Convert all of the lines below into a numbered list, omitting any blank lines. Leave the pictures out of your answer.

Dataset excerpt »
::::

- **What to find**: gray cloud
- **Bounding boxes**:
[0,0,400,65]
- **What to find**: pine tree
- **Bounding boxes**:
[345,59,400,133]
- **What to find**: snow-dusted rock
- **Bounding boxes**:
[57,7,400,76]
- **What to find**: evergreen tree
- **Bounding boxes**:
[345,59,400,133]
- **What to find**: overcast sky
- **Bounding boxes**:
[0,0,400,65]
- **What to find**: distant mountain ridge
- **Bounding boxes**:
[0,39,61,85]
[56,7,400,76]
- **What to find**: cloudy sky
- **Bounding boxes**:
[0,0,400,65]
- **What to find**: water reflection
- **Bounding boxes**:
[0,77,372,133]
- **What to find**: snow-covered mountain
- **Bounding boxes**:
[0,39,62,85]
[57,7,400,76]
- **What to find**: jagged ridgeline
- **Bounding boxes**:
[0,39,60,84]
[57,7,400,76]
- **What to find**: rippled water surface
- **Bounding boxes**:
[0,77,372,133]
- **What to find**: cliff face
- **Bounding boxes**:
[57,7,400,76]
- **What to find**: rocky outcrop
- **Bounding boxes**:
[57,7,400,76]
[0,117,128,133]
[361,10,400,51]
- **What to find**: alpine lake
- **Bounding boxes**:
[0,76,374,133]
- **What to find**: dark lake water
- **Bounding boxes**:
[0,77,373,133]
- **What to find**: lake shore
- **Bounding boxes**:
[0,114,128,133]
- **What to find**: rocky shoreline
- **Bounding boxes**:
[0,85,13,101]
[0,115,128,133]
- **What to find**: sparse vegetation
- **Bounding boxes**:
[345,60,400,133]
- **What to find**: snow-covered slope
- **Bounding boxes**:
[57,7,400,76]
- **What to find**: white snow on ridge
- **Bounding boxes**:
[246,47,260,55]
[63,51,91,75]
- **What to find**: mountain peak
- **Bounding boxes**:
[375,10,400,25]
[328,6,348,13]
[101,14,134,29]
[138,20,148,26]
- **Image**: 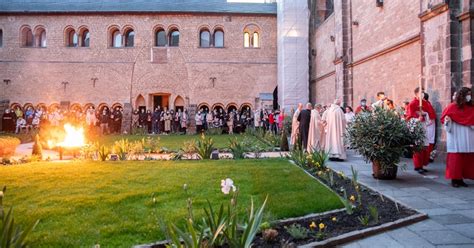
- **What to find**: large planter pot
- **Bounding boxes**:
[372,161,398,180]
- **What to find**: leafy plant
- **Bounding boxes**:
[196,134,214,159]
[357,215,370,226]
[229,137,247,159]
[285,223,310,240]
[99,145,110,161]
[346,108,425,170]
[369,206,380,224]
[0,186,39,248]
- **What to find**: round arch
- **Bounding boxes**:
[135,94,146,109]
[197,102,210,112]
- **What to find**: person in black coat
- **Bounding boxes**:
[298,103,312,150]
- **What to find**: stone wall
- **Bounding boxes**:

::::

Output below »
1. - **What to find**: gray cloud
2. - **Bounding boxes**:
3. [0,0,400,65]
4. - **What to find**: pine tree
5. - **Bounding boxes**:
6. [345,59,400,133]
7. - **What to find**: snow-dusted rock
8. - **Bounding boxes**:
9. [57,7,400,76]
10. - **What to find**: evergreen tree
11. - **Bounding boxes**:
12. [345,59,400,133]
13. - **What to find**: overcast sky
14. - **Bounding boxes**:
15. [0,0,400,65]
16. - **What to find**: distant mountain ridge
17. - **Bounding boxes**:
18. [0,39,61,85]
19. [56,7,400,76]
20. - **What to find**: cloudy sky
21. - **Bounding boxes**:
22. [0,0,400,65]
23. - **What to find**: water reflection
24. - **Bounding boxes**:
25. [0,77,372,133]
26. - **What to find**: snow-covered mountain
27. - **Bounding boxes**:
28. [0,39,62,85]
29. [57,7,400,76]
30. - **What to find**: jagged ridgeline
31. - **Bounding boxes**:
32. [0,39,60,84]
33. [57,7,400,76]
34. - **What to find**: rippled water surface
35. - **Bounding boxes**:
36. [0,77,372,133]
37. - **What to find**: cliff face
38. - **Bounding boxes**:
39. [57,7,400,76]
40. - **What to find**: rocky outcrop
41. - **Bounding boxes**:
42. [57,7,400,76]
43. [0,117,128,133]
44. [361,10,400,51]
45. - **What to find**: alpine lake
46. - **Bounding boxes**:
47. [0,76,374,133]
48. - **What to find**: dark lake water
49. - **Bounding boxes**:
50. [0,77,373,133]
51. - **What to find**: lake shore
52. - **Bounding boxes**:
53. [0,114,128,133]
54. - **What to find**: rocky shoreline
55. - **Bounding boxes**:
56. [0,85,13,101]
57. [0,115,128,133]
58. - **What to find**: sparse vegetation
59. - **Bounding boxes**:
60. [345,60,400,133]
61. - **What to find**: snow-covered slope
62. - **Bounding boxes**:
63. [57,7,400,76]
64. - **What to find**: white snow on ridge
65. - **Bounding boxes**:
66. [246,47,260,55]
67. [63,51,91,75]
68. - **What to find**: mountain peak
69. - **Bounding boxes**:
70. [375,10,400,25]
71. [328,6,348,13]
72. [101,14,134,29]
73. [138,20,148,26]
74. - **Image**: 
75. - **What to find**: large planter pot
76. - **Bounding boxes**:
77. [372,161,398,180]
78. - **What to find**: leafy plant
79. - **Bounding boxes**:
80. [196,134,214,159]
81. [357,215,370,226]
82. [229,137,247,159]
83. [285,223,310,240]
84. [99,145,110,161]
85. [346,108,425,170]
86. [369,206,380,224]
87. [0,186,39,248]
88. - **What to find**: round arch
89. - **Bounding boxes**:
90. [135,94,146,109]
91. [197,102,210,112]
92. - **What to find**: person in black coat
93. - **Bounding boxes**:
94. [298,103,312,150]
95. - **What to find**: stone wall
96. - **Bounding boxes**:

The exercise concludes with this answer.